Set out every line of the records below as a JSON list of strings, one string per line, skipping blank lines. Leave the pictures out.

___ SOURCE MATERIAL

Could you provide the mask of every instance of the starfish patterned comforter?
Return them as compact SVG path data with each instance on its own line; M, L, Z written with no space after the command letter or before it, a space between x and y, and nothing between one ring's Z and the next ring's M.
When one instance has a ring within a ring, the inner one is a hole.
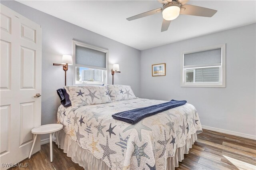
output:
M137 98L78 107L61 105L58 123L81 147L112 169L165 170L167 158L173 156L191 134L202 131L195 107L187 103L135 125L111 116L166 102Z

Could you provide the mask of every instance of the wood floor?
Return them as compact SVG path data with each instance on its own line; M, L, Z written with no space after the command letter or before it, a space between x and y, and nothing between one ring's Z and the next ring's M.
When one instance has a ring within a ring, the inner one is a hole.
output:
M206 130L198 138L176 170L256 169L256 140ZM83 169L54 143L52 162L50 161L47 144L30 159L21 162L27 163L28 167L12 170Z

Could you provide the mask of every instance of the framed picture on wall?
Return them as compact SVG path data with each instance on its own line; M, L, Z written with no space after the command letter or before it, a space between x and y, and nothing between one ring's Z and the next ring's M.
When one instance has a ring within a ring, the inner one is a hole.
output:
M152 65L152 76L165 75L165 63Z

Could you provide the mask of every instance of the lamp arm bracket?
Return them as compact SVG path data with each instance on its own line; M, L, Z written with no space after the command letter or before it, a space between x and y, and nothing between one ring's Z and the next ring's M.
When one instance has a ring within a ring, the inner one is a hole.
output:
M63 67L63 70L65 71L66 71L68 69L68 66L67 64L55 64L55 63L54 63L53 65L62 66Z

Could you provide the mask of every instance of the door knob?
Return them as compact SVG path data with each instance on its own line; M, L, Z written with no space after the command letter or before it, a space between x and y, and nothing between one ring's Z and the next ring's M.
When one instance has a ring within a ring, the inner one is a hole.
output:
M36 93L36 95L34 96L34 97L39 97L40 96L41 96L41 95L40 94L40 93Z

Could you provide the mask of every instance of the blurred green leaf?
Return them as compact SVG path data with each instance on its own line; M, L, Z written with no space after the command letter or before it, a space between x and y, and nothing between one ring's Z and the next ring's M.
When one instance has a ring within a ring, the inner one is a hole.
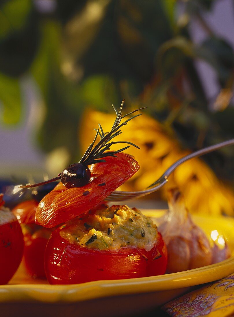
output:
M96 75L87 78L79 88L84 104L106 110L112 104L119 107L120 100L116 84L108 75Z
M18 123L21 114L21 93L19 81L0 73L0 106L2 120L6 124Z
M234 68L234 52L231 46L222 39L207 39L196 49L196 55L211 65L217 73L223 87L232 75Z
M0 8L0 71L7 75L25 73L36 54L38 17L33 5L30 0L10 0Z
M182 36L176 36L164 43L158 51L156 61L164 77L174 76L182 67L185 60L195 56L192 42Z
M8 0L0 5L0 39L24 27L31 7L30 0Z

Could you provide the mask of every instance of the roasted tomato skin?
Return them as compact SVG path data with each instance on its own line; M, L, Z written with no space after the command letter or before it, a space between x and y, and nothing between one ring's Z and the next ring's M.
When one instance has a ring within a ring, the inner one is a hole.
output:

______

**FINAL RESULT**
[
  "Could you provide the mask of every instance of the starfish patterned comforter?",
  "Return them as compact SVG path data with each instance on its own line; M, L, Z written with no space after the command letter or before it, a space between x and y, and nothing between one ring's Z and the next ring's M.",
  "When one instance has a ring within a ring, the inner one is a hole.",
  "output:",
  "M137 98L78 107L61 105L58 123L81 147L112 169L165 170L167 158L173 156L191 134L202 131L195 107L187 103L135 125L111 116L166 102Z",
  "Could you provide the mask of every instance of the wood floor?",
  "Return them as compact SVG path data with each instance on its own line; M, L, Z written with no space after the command letter or before it, a space between x and y, and nothing between one ring's Z and the next ring's M.",
  "When one instance has a ring within a ring, the inner one is a hole.",
  "output:",
  "M206 130L198 138L176 170L256 169L256 140ZM83 169L54 143L52 162L50 161L47 144L30 159L21 162L27 163L28 167L12 170Z",
  "Could you provide the mask of every instance of the framed picture on wall?",
  "Return them as compact SVG path data with each instance on its own line; M, L, Z written with no space after the command letter or before it, a space between x and y, and nothing between one ring's Z and the next ring's M.",
  "When one instance has a ring within a ring, the inner one is a hole.",
  "output:",
  "M152 65L152 76L165 75L165 63Z",
  "Could you provide the mask of every instance of the lamp arm bracket?",
  "Return them as compact SVG path data with each instance on its own line; M, L, Z written with no space after the command letter or before it, a space between x and y, and nothing between one ring's Z and the next ring's M.",
  "When one instance has a ring within a ring, the inner one is a hole.",
  "output:",
  "M63 67L63 70L65 71L66 71L68 69L68 66L67 64L55 64L55 63L54 63L53 65L62 66Z",
  "Could you provide the mask of every instance of the door knob?",
  "Return them as compact SVG path data with each instance on its own line; M, L, Z written with no space after the command letter or before it, a space between x and y, and nothing between one ring's Z and the next ring's M.",
  "When one instance has a ring within a ring, the inner one is a hole.",
  "output:",
  "M36 93L36 95L34 96L34 97L39 97L40 96L41 96L41 95L40 94L40 93Z",
  "Could you provide the mask of every instance of the blurred green leaf?",
  "Return them as compact SVG path data with each instance on its own line; M, L, Z written with no space after the command letter or before it, a space between x and y, and nothing between one ring's Z and the next ring's M.",
  "When one instance has a ring within a ring, the inner one is a hole.",
  "output:",
  "M96 75L87 78L79 88L84 104L106 110L112 104L119 107L120 100L116 84L108 75Z",
  "M18 123L21 114L21 93L19 81L0 73L0 106L2 120L6 124Z",
  "M234 68L234 52L231 46L222 39L207 39L196 49L196 55L211 65L217 73L223 87L232 75Z",
  "M0 8L0 71L7 75L25 73L36 54L38 17L33 5L30 0L10 0Z",
  "M182 36L176 36L164 43L158 51L156 61L164 77L174 76L182 67L185 60L195 56L192 42Z",
  "M8 0L0 5L0 39L24 27L31 7L30 0Z",
  "Could you provide the mask of every instance of the roasted tomato skin?",
  "Return them as compact SVG path data with each instance on its own line; M, L, Z written with no space after the command letter or before it, a space between x and y, and nothing between one ring's Z and the next ring's M.",
  "When one instance has a ring within a ring, the inner one is a hole.",
  "output:"
]